◆ Page
Bombshell: The Hedy Lamarr Story | Review

★★★

So long as individuals continue to masque fascinating lives behind a facade of persona, providing society hasn’t done this for them, documentaries will continue mine the treasures of history. To the world, Hedy Lamarr might have been a cut-out Hollywood beauty but as Alexandra Dean’s Bombshell reveals, genius lay behind ‘that face’.

‘Any girl can look glamorous, all she has to do is stand still and look stupid’. This is the quote that opens Bombshell: The Hedy Lamarr Story, a by-the-book documentary that tells a genuinely remarkable story. After reeling off praise about ‘the best looking movie star that ever lived’ a ever-witty and knowing Mel Brooks remarks: ‘I heard she was a scientist… is this true?’

Born in Austria, 1914, Hedy Lamarr‘s early life was troubled by war, the rise of Hitler and marriage to a man consumed with jealousy. Born to an assimilated Jewish family, her flight from Germany is the story of legend, whilst awe driven accounts by Lamarr’s family and innumerable biographers, paint her as a figure of mythology. In their eyes, she has the curiosity of Pandora and the beauty of Helen of Troy – an image that Lamarr would have herself rejected. In one interview, she declares herself ‘a simple, complicated woman’ whilst revelations come thick and fast here to explode the persona and unveil a different, no less fantastical, story.

◆ Objective 1
Identify every line in the records below that contains the word "flipper", and copy each one. Case counts.

◆ Task input

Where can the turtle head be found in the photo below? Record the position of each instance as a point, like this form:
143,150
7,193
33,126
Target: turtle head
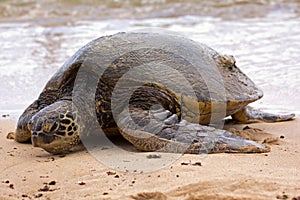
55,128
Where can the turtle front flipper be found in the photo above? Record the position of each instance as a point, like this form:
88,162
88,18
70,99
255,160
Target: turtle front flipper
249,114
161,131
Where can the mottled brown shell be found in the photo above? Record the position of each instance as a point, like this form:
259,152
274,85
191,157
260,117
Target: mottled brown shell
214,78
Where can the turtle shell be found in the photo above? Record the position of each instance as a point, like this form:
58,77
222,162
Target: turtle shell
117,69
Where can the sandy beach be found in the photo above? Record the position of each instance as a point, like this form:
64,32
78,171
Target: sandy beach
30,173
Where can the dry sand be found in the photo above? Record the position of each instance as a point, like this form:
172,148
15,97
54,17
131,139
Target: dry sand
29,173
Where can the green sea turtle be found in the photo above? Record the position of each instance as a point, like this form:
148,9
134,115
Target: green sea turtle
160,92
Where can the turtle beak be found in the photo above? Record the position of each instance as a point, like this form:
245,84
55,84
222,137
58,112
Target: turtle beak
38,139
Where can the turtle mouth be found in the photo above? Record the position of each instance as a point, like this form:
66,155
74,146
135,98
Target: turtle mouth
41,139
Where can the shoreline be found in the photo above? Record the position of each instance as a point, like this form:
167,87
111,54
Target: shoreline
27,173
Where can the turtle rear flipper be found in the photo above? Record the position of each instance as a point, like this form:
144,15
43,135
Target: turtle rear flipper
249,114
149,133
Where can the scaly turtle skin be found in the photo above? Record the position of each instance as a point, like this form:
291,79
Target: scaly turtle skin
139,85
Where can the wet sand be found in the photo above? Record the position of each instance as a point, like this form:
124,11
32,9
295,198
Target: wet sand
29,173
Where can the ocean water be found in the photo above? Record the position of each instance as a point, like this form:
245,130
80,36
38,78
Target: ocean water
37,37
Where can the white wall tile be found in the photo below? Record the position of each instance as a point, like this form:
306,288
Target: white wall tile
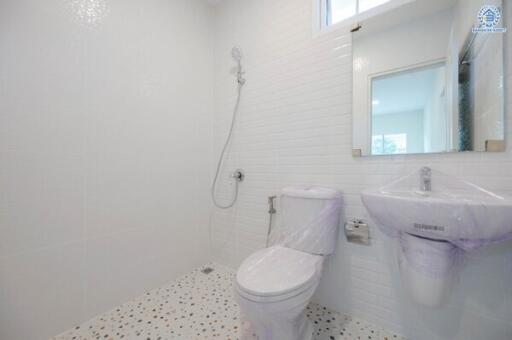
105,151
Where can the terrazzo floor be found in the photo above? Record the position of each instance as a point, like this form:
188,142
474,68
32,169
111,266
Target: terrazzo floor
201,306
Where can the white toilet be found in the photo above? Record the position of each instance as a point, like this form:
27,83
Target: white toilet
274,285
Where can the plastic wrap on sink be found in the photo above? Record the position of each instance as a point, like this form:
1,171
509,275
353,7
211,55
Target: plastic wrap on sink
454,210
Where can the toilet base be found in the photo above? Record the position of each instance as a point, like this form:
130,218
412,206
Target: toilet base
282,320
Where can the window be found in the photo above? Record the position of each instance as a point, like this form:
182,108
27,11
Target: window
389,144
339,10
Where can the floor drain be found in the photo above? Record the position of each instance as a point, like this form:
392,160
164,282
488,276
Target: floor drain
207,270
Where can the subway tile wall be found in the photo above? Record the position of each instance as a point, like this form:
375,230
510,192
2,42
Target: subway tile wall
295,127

==

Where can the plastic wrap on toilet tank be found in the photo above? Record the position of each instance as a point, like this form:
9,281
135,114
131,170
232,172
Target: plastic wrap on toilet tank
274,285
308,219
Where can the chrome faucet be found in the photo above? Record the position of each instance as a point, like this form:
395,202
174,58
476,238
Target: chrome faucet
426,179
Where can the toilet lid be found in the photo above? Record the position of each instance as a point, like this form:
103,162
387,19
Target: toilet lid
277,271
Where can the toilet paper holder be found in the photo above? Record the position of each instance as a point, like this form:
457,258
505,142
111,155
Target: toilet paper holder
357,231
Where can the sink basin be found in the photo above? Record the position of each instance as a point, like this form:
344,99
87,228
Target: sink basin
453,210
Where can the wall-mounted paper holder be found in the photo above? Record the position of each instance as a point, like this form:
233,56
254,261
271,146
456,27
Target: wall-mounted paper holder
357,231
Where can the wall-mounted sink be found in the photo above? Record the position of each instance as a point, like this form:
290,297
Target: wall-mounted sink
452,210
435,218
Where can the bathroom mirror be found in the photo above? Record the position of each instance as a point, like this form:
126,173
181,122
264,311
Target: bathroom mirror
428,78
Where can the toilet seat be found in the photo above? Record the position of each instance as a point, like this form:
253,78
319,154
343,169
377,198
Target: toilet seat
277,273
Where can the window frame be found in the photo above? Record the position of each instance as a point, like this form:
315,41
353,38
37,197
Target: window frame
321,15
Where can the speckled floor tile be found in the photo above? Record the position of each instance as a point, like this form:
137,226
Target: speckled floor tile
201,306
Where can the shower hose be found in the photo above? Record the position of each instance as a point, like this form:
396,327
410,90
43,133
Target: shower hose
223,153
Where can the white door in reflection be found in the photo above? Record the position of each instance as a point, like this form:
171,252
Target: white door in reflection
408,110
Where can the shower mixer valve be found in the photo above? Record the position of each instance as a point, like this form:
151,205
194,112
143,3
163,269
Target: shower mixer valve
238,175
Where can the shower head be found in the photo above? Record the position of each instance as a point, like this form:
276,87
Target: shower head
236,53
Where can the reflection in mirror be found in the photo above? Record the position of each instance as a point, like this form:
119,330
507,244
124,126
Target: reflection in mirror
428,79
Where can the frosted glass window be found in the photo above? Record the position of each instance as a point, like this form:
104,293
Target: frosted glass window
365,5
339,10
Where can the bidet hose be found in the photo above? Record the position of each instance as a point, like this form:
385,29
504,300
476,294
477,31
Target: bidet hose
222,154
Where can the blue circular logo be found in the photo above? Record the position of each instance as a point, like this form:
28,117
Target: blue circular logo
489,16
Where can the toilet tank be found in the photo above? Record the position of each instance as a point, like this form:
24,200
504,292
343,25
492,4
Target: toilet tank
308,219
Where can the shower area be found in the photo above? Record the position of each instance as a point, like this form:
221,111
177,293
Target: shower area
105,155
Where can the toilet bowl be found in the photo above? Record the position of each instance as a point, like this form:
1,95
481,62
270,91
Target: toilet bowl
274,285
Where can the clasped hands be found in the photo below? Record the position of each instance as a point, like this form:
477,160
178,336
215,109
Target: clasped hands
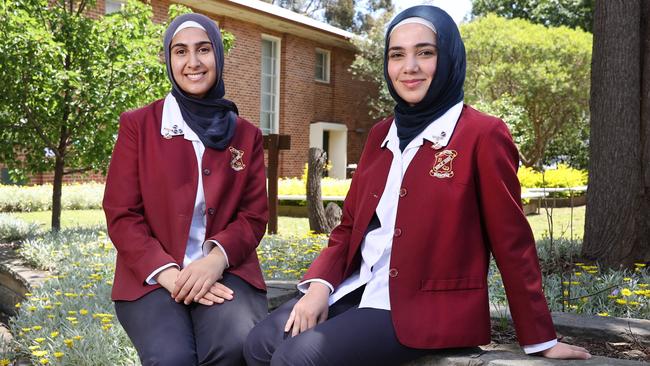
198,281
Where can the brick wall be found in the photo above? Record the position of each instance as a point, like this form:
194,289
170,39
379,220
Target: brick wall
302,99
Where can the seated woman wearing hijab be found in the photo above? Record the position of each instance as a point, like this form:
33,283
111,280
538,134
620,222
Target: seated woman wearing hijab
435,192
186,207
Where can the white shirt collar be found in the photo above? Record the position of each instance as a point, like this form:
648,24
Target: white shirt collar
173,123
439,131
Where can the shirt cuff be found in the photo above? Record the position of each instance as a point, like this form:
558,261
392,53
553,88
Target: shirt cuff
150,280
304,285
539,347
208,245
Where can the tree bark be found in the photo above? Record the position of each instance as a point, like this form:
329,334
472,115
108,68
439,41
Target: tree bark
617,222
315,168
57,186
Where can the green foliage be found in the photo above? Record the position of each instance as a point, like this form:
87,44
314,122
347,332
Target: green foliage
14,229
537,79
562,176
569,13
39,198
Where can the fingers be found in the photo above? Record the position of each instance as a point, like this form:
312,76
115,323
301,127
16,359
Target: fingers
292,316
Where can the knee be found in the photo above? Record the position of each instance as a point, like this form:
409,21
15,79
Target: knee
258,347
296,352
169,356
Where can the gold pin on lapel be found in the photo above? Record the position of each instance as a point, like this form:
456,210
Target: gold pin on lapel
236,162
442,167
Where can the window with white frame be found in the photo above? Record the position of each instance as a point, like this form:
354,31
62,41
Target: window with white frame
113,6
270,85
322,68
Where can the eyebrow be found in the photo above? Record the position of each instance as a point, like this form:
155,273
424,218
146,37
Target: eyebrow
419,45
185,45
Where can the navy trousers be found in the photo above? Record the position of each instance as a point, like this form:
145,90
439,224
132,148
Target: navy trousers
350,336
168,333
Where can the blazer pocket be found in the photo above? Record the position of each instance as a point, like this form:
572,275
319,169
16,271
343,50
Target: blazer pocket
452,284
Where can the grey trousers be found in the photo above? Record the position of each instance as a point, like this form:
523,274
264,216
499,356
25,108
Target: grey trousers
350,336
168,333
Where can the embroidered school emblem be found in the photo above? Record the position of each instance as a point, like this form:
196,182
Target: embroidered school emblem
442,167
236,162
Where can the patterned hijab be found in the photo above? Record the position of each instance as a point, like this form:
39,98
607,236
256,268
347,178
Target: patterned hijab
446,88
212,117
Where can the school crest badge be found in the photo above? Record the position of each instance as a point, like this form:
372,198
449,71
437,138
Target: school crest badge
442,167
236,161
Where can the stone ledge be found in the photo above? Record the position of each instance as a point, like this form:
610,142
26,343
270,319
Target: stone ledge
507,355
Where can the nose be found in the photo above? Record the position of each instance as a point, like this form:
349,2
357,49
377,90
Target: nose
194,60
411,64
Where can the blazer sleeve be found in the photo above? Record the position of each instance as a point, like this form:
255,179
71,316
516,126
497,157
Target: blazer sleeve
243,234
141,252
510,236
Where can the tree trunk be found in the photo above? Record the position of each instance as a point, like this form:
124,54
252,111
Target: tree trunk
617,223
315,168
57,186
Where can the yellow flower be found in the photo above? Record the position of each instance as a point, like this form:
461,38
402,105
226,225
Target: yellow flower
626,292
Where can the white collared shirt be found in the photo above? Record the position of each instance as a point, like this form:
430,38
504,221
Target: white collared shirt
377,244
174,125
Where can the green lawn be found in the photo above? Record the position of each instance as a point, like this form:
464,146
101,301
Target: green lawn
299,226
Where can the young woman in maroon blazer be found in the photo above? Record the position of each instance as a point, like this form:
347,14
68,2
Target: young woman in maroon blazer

* * *

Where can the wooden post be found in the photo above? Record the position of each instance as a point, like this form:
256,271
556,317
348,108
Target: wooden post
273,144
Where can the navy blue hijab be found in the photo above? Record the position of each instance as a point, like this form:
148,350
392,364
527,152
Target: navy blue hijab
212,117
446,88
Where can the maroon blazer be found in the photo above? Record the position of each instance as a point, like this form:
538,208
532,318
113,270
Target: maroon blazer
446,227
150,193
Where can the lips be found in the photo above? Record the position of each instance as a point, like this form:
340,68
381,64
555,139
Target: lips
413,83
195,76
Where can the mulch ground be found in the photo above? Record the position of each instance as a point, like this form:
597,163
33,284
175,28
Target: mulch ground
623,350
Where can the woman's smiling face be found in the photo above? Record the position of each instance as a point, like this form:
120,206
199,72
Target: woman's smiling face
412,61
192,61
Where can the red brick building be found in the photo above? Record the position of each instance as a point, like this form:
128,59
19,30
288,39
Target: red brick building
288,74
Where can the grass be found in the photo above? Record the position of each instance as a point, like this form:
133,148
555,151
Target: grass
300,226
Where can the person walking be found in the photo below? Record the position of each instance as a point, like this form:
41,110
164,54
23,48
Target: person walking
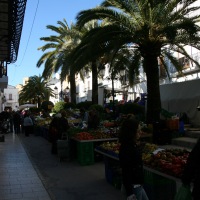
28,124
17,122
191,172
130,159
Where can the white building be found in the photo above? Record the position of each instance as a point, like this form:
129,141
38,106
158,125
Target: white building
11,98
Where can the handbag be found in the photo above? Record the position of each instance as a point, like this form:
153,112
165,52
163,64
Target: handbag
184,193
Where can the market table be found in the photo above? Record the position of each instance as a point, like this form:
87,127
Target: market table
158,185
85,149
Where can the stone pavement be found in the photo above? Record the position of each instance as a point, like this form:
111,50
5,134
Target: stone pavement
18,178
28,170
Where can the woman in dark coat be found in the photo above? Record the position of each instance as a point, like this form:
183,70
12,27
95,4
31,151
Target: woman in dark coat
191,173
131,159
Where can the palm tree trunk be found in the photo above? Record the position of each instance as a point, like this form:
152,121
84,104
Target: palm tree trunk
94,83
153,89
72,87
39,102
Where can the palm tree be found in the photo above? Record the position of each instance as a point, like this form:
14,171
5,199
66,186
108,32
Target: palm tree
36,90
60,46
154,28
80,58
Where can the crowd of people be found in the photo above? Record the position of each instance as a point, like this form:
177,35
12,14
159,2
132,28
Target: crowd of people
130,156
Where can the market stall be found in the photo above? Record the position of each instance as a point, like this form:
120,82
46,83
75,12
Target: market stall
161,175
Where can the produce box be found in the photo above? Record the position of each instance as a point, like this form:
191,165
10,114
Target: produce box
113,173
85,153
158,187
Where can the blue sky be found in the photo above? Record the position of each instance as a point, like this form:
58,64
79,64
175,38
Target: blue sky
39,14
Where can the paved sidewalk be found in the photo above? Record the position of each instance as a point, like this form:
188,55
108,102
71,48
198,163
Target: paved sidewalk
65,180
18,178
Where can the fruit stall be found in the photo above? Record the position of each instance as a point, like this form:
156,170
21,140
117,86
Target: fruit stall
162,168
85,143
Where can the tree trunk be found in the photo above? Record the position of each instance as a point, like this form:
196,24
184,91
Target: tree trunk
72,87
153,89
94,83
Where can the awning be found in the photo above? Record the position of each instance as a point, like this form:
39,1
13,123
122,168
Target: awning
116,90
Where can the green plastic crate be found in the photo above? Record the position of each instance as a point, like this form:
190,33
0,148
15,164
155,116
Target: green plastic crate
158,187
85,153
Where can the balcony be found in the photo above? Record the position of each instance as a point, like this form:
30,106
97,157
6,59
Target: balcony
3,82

◆ Objective 2
According to the review above, in what country and year was Hedy Lamarr born?

◆ Written answer 1
Where can the turtle front flipper be found in the photo above? Record the position of each instance as a point, like this form:
Target: turtle front flipper
Where can the turtle rear flipper be found in the photo above? Record the position of each instance as a point, like this form:
Target: turtle rear flipper

◆ Written answer 2
Austria, 1914.